◆ **PROBLEM STATEMENT**
Rewrite everything from the line containing "Cam-trap alert: motion was detected. Identify boy's lips" down to the final line below as a numbered list, leaving out any blank lines.

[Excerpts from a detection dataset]
################
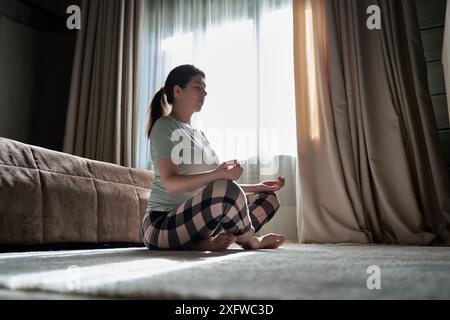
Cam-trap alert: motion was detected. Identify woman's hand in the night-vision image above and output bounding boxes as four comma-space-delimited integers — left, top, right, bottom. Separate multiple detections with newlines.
214, 162, 244, 180
252, 177, 286, 192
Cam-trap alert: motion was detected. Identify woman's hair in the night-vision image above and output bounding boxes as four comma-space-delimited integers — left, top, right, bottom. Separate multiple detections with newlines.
147, 64, 205, 138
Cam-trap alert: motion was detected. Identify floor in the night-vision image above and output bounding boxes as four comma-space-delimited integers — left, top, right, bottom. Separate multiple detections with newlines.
0, 243, 450, 300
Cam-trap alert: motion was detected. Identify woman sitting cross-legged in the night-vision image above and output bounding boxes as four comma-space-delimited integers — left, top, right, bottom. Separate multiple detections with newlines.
142, 65, 285, 251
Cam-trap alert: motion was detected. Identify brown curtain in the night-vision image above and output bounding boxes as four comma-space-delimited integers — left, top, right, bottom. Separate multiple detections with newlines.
294, 0, 450, 245
63, 0, 143, 166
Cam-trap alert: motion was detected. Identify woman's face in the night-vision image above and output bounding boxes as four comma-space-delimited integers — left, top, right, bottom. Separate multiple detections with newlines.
176, 75, 208, 112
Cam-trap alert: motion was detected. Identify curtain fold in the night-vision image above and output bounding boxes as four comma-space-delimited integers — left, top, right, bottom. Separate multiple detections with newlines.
294, 0, 450, 244
63, 0, 143, 167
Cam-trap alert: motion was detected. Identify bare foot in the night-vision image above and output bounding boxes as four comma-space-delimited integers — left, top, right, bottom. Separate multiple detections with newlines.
241, 233, 285, 249
197, 233, 236, 251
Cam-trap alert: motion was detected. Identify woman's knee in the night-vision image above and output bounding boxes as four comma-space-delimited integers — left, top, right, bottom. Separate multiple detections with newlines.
209, 180, 245, 198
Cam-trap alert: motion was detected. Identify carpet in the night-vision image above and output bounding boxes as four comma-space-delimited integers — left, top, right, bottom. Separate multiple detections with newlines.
0, 243, 450, 300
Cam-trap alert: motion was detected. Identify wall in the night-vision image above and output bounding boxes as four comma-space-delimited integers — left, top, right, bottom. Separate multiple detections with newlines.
0, 0, 76, 150
416, 0, 450, 175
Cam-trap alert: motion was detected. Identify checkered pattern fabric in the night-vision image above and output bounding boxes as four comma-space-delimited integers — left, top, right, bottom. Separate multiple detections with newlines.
142, 180, 279, 250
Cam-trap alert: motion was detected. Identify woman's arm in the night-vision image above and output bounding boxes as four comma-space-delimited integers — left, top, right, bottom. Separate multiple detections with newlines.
156, 159, 244, 193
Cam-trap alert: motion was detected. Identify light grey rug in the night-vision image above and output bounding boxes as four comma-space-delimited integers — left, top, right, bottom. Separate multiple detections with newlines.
0, 244, 450, 299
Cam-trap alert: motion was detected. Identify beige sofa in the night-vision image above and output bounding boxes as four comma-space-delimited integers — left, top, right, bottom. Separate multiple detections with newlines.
0, 138, 153, 245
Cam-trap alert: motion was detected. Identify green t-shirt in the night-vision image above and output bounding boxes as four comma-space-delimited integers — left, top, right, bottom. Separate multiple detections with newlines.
147, 116, 219, 212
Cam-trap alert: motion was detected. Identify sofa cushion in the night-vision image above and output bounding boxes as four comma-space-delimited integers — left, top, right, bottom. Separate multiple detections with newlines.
0, 138, 154, 244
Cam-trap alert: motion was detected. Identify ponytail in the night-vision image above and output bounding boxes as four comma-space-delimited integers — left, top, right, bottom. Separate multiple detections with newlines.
147, 64, 205, 139
147, 88, 169, 139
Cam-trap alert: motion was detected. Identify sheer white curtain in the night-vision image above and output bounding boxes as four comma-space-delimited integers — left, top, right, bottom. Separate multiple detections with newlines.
137, 0, 299, 241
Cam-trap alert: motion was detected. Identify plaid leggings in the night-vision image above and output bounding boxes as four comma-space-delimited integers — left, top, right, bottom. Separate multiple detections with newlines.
142, 180, 280, 250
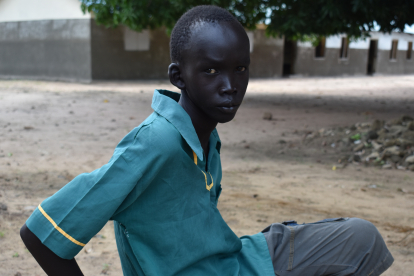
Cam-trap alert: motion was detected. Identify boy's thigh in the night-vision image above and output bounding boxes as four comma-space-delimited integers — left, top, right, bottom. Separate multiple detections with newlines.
263, 218, 393, 276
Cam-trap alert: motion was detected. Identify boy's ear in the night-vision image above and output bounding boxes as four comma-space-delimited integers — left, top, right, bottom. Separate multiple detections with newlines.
168, 63, 185, 90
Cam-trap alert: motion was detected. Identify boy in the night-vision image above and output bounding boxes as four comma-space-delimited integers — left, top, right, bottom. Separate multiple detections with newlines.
21, 6, 392, 276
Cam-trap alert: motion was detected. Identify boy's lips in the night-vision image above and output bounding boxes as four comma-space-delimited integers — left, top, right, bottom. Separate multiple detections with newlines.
217, 103, 240, 113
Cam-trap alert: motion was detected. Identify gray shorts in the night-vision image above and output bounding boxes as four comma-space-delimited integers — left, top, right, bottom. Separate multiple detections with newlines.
262, 218, 394, 276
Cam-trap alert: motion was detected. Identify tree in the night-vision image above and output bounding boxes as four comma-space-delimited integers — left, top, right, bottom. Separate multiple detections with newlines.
81, 0, 266, 31
81, 0, 414, 40
267, 0, 414, 40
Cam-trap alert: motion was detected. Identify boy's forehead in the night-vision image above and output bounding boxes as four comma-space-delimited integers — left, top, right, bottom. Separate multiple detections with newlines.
################
◆ **WRITTEN ANSWER**
1. Cam-trap alert: motion was detected. Identify boy's lips in the night-vision image above and output bounding boxes as four comma-space-delimited integers — left, top, right, bottom. Separate multiple detections with newlines.
2. 217, 103, 240, 113
3. Cam-trap alert: motion was detected. Identify gray shorts in the night-vision image above and output bounding boxes as four comma-space-delimited integers — left, top, right, bottom. Separate multiple detections with newlines.
4. 262, 218, 394, 276
5. Cam-trap alert: motion was detected. Identify tree in the night-vision image above and output bounding boxes as four comma-space-delimited integers — left, top, right, bottom. Separate multiple detections with newlines.
6. 81, 0, 266, 31
7. 81, 0, 414, 40
8. 267, 0, 414, 40
9. Cam-trap alert: motion was detected. Identify boy's forehead in the night-vision image above and output bounding boxes as four comma-space-delimited integers — left, top, right, bottom. Separate multiple detections with newlines.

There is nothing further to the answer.